Записи с размеченными точками:
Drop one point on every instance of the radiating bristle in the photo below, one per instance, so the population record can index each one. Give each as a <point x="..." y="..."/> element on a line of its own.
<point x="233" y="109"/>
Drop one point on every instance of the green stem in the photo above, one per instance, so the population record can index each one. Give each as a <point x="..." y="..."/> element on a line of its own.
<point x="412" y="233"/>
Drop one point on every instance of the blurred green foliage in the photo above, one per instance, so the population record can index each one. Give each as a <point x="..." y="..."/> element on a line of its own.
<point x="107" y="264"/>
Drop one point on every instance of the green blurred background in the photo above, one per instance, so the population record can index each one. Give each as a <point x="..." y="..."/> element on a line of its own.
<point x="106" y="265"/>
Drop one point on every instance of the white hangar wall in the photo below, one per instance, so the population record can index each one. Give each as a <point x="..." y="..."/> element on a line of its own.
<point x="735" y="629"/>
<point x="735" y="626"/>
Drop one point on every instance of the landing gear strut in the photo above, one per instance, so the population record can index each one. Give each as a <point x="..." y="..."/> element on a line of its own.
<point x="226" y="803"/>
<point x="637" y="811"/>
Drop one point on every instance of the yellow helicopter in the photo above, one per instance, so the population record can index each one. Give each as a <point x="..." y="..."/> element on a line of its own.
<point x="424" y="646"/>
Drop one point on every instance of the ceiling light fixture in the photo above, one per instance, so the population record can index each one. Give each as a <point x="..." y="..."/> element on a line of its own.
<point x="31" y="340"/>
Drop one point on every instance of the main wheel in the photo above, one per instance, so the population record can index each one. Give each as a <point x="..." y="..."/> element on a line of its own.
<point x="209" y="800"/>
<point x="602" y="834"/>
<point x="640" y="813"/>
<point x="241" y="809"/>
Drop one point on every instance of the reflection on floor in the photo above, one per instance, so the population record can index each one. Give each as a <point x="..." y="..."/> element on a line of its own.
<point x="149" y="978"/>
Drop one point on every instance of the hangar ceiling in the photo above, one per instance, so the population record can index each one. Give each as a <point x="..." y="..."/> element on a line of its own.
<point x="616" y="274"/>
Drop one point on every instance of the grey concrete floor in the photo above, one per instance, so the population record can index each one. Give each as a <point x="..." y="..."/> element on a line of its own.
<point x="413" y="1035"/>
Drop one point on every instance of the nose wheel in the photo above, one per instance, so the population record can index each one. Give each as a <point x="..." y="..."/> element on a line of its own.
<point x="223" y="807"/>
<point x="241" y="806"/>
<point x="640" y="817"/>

[ЗАДАНИЕ]:
Перепишите все записи выше строка за строкой, ничего в них не меняя.

[ОТВЕТ К УПРАЖНЕНИЮ]:
Drop one point on every instance of the radiating bristle in the photo below, one per instance, so the population record can index each one. Give each as a <point x="..." y="..."/> element on a line of its own.
<point x="233" y="109"/>
Drop one point on every instance of the green stem in the photo above, one per instance, so the population record can index each one. Give each as a <point x="..." y="..."/> element on a line of its own.
<point x="412" y="233"/>
Drop one point on every instance of the blurred green foliage in the photo above, one per instance, so the population record can index each one. Give each as a <point x="..." y="..."/> element on a line of its own.
<point x="107" y="264"/>
Drop one point on every instance of the green blurred background in the photo above, one per instance, so the population record can index each one. Give each as a <point x="..." y="..."/> element on a line of its own.
<point x="106" y="265"/>
Drop one point on every instance of the white hangar wall in the photo below, one per instance, so the population record can index each one. Give each as a <point x="..." y="..."/> element on a line of its own.
<point x="735" y="629"/>
<point x="735" y="626"/>
Drop one point on every instance of the landing gear strut in the photo above, one per instance, so the population record can index each one. Give each as a <point x="..." y="..."/> element on a line of its own.
<point x="226" y="803"/>
<point x="637" y="811"/>
Drop one point on every instance of the yellow helicopter in the photo above, one per instance, so the population record can index each one. Give each as a <point x="..." y="..."/> element on a line of its own.
<point x="424" y="646"/>
Drop one point on every instance of the ceiling light fixture in the photo above, one per instance, so the population record can index each one. Give each as a <point x="..." y="..."/> element on a line of its own.
<point x="31" y="340"/>
Drop one point on every instance of the main wheel in the photo above, one per instance, so the population record can index each one. Give each as a <point x="..." y="..."/> element on a line of its own.
<point x="209" y="800"/>
<point x="602" y="834"/>
<point x="640" y="813"/>
<point x="241" y="809"/>
Drop one point on every instance of the reflection on floor in the photo above, one per instance, so the population record can index each one. Give each as a <point x="..." y="..."/> element on a line of its own.
<point x="149" y="978"/>
Drop one point on every instance of the hangar ceiling in the photo above, one per instance, so the population record can index each one. Give each as a <point x="..." y="..."/> element on a line of its own.
<point x="616" y="274"/>
Drop one point on every instance of the grey concrete floor in the photo above, one per instance, so the population record can index each one. Give each as a <point x="..." y="..."/> element on a line of its own.
<point x="413" y="1035"/>
Drop one point on every instance of the nose wheel in the photo above, one per instance, so the population record can index each one. Give each as a <point x="..." y="..."/> element on a line of its own.
<point x="223" y="807"/>
<point x="241" y="806"/>
<point x="640" y="817"/>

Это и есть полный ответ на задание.